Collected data

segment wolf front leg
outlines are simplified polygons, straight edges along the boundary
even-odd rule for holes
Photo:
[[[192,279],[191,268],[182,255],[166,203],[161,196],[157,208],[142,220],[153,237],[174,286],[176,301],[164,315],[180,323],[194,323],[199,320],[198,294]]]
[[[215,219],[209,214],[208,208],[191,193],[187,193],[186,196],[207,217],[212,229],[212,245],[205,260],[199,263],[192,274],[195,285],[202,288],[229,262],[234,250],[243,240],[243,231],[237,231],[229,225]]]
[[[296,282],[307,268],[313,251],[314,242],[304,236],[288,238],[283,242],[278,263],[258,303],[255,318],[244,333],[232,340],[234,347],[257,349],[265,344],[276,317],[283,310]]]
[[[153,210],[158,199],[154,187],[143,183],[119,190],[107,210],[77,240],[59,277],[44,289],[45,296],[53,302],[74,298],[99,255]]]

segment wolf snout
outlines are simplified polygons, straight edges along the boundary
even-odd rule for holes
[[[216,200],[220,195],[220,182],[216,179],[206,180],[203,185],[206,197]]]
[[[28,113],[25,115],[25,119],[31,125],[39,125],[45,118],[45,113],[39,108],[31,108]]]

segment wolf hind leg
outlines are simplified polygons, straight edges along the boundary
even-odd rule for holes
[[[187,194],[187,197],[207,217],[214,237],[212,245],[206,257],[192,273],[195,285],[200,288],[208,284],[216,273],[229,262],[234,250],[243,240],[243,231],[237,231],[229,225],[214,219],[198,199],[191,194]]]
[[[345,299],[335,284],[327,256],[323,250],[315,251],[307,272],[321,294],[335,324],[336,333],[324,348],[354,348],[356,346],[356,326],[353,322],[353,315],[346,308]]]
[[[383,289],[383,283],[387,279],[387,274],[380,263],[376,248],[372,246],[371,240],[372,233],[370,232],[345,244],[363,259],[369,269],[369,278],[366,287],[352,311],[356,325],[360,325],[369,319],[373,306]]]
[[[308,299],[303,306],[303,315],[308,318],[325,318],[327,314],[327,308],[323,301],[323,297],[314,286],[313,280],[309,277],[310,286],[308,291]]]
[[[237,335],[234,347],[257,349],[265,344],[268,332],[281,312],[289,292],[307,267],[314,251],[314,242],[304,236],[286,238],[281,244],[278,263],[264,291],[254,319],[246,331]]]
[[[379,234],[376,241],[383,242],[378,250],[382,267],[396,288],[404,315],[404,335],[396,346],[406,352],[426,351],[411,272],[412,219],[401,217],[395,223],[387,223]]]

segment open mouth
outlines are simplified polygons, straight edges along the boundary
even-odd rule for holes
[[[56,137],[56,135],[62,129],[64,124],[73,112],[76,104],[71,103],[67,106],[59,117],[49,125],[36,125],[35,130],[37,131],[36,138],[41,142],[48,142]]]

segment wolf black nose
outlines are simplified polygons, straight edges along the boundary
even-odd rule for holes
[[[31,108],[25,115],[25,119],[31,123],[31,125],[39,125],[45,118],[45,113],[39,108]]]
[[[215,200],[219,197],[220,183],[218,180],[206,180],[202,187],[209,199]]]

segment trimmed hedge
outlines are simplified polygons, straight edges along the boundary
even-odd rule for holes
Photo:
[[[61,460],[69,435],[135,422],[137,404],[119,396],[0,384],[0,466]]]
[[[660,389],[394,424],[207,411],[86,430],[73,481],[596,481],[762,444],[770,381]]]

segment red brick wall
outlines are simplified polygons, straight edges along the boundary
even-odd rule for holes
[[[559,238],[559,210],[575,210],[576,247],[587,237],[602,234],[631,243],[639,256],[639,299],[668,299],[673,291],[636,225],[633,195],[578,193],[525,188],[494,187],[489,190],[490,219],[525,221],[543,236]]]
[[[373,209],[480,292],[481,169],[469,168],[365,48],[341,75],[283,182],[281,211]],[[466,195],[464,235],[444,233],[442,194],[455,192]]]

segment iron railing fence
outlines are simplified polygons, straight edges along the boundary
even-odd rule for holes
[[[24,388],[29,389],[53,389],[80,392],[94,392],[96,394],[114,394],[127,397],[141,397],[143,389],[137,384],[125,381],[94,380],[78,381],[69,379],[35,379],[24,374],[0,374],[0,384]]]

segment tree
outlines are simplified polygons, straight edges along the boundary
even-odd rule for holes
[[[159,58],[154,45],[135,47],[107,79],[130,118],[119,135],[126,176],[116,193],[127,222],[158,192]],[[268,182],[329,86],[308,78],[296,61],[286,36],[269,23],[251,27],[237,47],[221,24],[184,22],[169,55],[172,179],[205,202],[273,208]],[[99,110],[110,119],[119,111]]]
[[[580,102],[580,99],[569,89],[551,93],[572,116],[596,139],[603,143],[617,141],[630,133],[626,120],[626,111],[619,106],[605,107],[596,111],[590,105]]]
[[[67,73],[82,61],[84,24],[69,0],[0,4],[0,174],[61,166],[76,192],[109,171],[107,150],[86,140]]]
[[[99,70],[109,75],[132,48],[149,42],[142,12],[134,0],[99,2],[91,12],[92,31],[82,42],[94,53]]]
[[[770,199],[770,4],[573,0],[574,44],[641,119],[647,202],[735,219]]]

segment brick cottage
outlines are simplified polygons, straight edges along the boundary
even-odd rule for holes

• _Problem to solve_: Recast the lines of these items as a numbered list, leaving out blank lines.

• _Full answer_:
1. segment wolf front leg
2. outlines are simplified polygons, straight edges along the boundary
3. even-odd rule for holes
4. Photo:
5. [[[192,279],[191,268],[182,255],[166,203],[161,196],[157,208],[142,220],[153,237],[174,286],[176,301],[164,315],[180,323],[194,323],[199,320],[198,294]]]
6. [[[215,219],[209,214],[208,208],[191,193],[187,193],[186,196],[207,217],[212,229],[212,245],[205,260],[199,263],[192,274],[195,285],[202,288],[229,262],[234,250],[243,240],[243,231],[237,231],[229,225]]]
7. [[[296,282],[307,268],[313,251],[314,242],[304,236],[288,238],[283,242],[278,263],[258,303],[255,318],[244,333],[232,340],[234,347],[257,349],[265,344],[276,317],[283,310]]]
8. [[[153,210],[158,199],[154,187],[143,183],[119,190],[107,210],[77,240],[59,277],[44,289],[45,296],[53,302],[74,298],[99,255]]]
9. segment wolf snout
10. outlines are simplified polygons, straight edges along the boundary
11. even-odd rule for holes
12. [[[216,200],[220,195],[220,182],[216,179],[206,180],[203,185],[206,197]]]
13. [[[28,113],[25,115],[25,119],[31,125],[39,125],[45,118],[45,113],[39,108],[31,108]]]
14. segment wolf hind leg
15. outlines are simplified polygons, straight edges along the boundary
16. even-odd rule for holes
17. [[[187,194],[187,197],[207,217],[214,237],[212,245],[206,257],[192,273],[195,285],[200,288],[208,284],[216,273],[229,262],[234,250],[243,240],[243,231],[237,231],[229,225],[214,219],[198,199],[191,194]]]
18. [[[345,299],[335,284],[327,256],[323,250],[315,251],[307,272],[321,294],[335,324],[336,333],[324,348],[354,348],[356,346],[356,326],[353,322],[353,315],[346,308]]]
19. [[[383,289],[383,283],[387,279],[387,274],[380,263],[376,248],[372,246],[371,240],[372,233],[370,232],[345,244],[363,259],[369,269],[369,278],[366,287],[352,311],[356,325],[360,325],[369,319],[373,306]]]
20. [[[308,299],[303,306],[303,315],[308,318],[325,318],[327,314],[327,308],[323,301],[323,297],[314,286],[313,280],[309,277],[310,286],[308,291]]]
21. [[[237,335],[234,347],[257,349],[265,344],[268,332],[281,312],[289,292],[307,267],[314,251],[314,242],[304,236],[286,238],[281,244],[278,263],[264,291],[254,319],[246,331]]]
22. [[[379,234],[376,241],[383,242],[378,250],[382,267],[396,288],[404,315],[404,335],[396,346],[406,352],[426,351],[411,272],[412,219],[401,217],[395,223],[387,223]]]
23. segment open mouth
24. outlines are simplified polygons, straight edges along the boundary
25. even-odd rule for holes
26. [[[56,137],[56,135],[62,129],[64,124],[73,112],[76,104],[71,103],[67,106],[59,117],[49,125],[36,125],[35,130],[37,131],[36,138],[41,142],[48,142]]]
27. segment wolf black nose
28. outlines are simplified polygons, straight edges along the boundary
29. even-odd rule for holes
30. [[[31,108],[25,115],[25,119],[31,123],[31,125],[39,125],[45,118],[45,113],[39,108]]]
31. [[[215,200],[219,197],[220,183],[218,180],[206,180],[202,187],[209,199]]]
32. segment trimmed hedge
33. outlines are simplified polygons, straight edges along the boundary
34. even-odd rule for holes
35. Photo:
36. [[[61,460],[69,435],[135,422],[137,404],[119,396],[0,384],[0,466]]]
37. [[[660,389],[394,424],[207,411],[86,430],[73,481],[596,481],[762,444],[770,381]]]
38. segment red brick wall
39. outlines are simplified polygons, straight edges along the boundary
40. even-odd rule for holes
41. [[[559,238],[559,210],[575,210],[576,247],[587,237],[602,234],[631,243],[639,256],[639,299],[668,299],[673,291],[636,225],[633,195],[578,193],[525,188],[494,187],[489,190],[490,219],[525,221],[543,236]]]
42. [[[373,209],[480,292],[481,169],[469,168],[365,48],[341,75],[283,182],[281,211]],[[466,195],[464,235],[444,233],[442,194],[455,192]]]
43. segment iron railing fence
44. outlines are simplified polygons, straight edges along the boundary
45. even-odd rule for holes
46. [[[24,388],[29,389],[53,389],[80,392],[94,392],[96,394],[114,394],[127,397],[141,397],[143,389],[137,384],[125,381],[94,380],[78,381],[69,379],[35,379],[24,374],[0,374],[0,384]]]
47. segment tree
48. outlines are simplified polygons, straight edges along the boundary
49. even-odd rule for holes
50. [[[159,58],[154,45],[135,47],[107,79],[130,118],[119,135],[126,176],[116,193],[127,222],[158,192]],[[268,182],[329,86],[308,78],[296,61],[286,36],[269,23],[251,27],[237,47],[221,24],[184,22],[169,55],[172,179],[205,202],[273,208]],[[99,110],[110,119],[119,111]]]
51. [[[580,102],[580,99],[569,89],[551,93],[572,116],[596,139],[603,143],[617,141],[630,133],[626,120],[626,111],[619,106],[605,107],[596,111],[590,105]]]
52. [[[67,73],[82,61],[84,24],[69,0],[0,4],[0,174],[61,166],[76,192],[109,171],[107,150],[86,140]]]
53. [[[99,70],[109,75],[132,48],[149,42],[142,12],[134,0],[99,2],[91,12],[92,31],[82,42],[94,53]]]
54. [[[770,199],[770,4],[573,0],[574,44],[641,119],[647,202],[735,219]]]
55. segment brick cottage
56. outlines are simplified polygons, straight edges along the boundary
57. even-odd rule for holes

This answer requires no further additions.